WHAT YOU WILL DO =
List every line in the records that contains the word "still".

Data entries
# # # # # # #
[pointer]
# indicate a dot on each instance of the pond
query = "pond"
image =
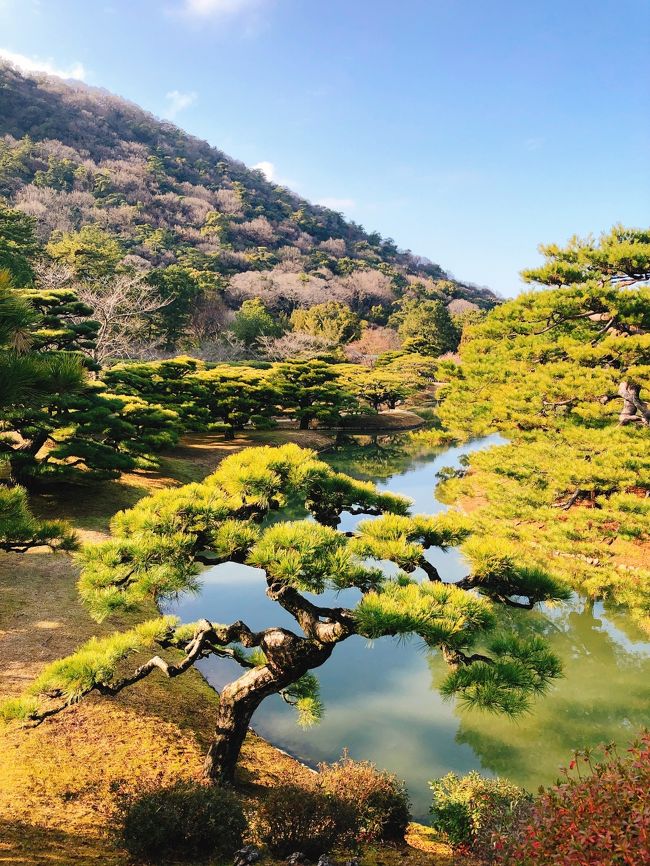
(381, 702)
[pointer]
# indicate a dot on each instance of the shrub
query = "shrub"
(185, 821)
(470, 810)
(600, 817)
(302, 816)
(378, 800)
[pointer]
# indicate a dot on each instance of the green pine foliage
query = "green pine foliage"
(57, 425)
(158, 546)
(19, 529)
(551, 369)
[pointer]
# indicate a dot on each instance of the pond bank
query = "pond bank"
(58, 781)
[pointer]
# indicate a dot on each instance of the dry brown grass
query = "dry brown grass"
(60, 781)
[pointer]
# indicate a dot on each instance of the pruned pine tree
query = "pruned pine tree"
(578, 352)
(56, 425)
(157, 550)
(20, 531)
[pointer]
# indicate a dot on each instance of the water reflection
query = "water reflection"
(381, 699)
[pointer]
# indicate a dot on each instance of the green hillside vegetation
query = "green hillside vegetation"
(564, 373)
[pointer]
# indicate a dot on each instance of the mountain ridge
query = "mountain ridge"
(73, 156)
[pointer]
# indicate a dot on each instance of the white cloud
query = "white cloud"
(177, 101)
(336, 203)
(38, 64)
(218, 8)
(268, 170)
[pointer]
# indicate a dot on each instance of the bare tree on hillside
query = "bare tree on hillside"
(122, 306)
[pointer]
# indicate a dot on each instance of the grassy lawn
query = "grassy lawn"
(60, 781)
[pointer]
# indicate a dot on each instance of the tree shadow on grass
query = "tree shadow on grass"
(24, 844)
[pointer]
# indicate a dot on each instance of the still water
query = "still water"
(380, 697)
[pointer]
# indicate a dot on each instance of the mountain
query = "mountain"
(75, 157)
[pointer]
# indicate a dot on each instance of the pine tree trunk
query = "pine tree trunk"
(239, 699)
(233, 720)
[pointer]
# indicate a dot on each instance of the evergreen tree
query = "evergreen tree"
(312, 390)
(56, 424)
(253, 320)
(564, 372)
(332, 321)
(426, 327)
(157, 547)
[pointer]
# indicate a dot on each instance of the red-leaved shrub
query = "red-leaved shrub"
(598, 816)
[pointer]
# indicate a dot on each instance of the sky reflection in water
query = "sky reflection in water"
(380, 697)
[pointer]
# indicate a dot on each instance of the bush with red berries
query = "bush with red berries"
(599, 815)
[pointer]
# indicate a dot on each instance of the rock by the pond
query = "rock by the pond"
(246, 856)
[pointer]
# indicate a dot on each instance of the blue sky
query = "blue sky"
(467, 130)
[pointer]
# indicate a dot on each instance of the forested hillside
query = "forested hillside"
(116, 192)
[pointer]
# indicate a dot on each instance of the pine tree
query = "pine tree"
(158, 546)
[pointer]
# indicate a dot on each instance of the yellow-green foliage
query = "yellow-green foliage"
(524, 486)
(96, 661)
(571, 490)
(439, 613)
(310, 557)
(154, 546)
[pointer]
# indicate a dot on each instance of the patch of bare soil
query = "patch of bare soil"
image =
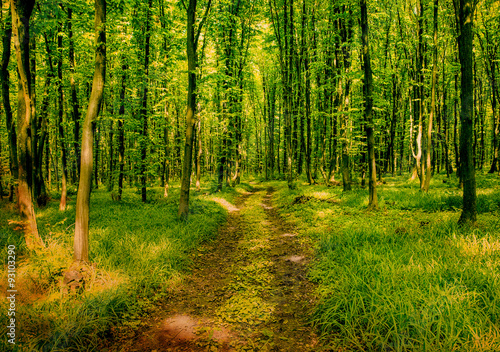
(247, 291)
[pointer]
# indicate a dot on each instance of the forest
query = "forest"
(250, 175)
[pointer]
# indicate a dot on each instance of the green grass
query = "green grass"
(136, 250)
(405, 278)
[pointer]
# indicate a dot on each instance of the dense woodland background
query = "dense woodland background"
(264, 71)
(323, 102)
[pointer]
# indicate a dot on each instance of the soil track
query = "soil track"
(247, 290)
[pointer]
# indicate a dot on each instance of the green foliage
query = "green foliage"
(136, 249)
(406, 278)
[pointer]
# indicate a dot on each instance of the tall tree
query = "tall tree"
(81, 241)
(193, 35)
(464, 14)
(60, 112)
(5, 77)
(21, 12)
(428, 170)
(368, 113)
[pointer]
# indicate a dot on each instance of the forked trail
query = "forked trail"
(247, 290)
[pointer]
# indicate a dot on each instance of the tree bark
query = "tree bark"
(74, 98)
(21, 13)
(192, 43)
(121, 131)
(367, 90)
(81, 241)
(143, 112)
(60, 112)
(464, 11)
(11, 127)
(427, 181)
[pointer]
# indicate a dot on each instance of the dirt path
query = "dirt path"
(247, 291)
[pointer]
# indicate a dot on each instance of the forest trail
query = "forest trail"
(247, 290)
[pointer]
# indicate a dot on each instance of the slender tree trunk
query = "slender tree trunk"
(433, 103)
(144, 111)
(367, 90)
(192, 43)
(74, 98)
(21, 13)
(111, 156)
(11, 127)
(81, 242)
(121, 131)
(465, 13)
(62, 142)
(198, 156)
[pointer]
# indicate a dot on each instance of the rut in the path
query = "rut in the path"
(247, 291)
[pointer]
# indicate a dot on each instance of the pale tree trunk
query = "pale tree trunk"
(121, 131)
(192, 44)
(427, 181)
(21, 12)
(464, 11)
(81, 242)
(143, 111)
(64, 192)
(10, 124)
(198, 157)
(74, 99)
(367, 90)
# # # # # # #
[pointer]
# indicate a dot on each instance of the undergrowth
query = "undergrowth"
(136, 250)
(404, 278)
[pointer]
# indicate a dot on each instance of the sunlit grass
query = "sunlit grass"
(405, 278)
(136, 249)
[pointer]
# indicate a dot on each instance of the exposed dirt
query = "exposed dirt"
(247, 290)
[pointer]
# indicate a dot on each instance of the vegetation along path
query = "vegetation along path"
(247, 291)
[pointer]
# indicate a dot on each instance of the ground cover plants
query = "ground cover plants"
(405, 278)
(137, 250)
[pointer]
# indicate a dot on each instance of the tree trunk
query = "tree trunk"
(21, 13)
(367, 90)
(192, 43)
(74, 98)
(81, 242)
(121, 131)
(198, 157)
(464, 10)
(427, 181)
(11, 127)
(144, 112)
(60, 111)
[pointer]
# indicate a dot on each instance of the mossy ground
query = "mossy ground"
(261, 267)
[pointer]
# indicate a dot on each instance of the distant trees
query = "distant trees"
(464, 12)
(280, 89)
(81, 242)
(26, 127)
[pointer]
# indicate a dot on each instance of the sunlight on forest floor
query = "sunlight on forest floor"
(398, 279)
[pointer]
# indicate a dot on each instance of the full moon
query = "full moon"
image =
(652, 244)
# # # # # # #
ANSWER IN FULL =
# indicate a dot on each instance of the still water
query = "still water"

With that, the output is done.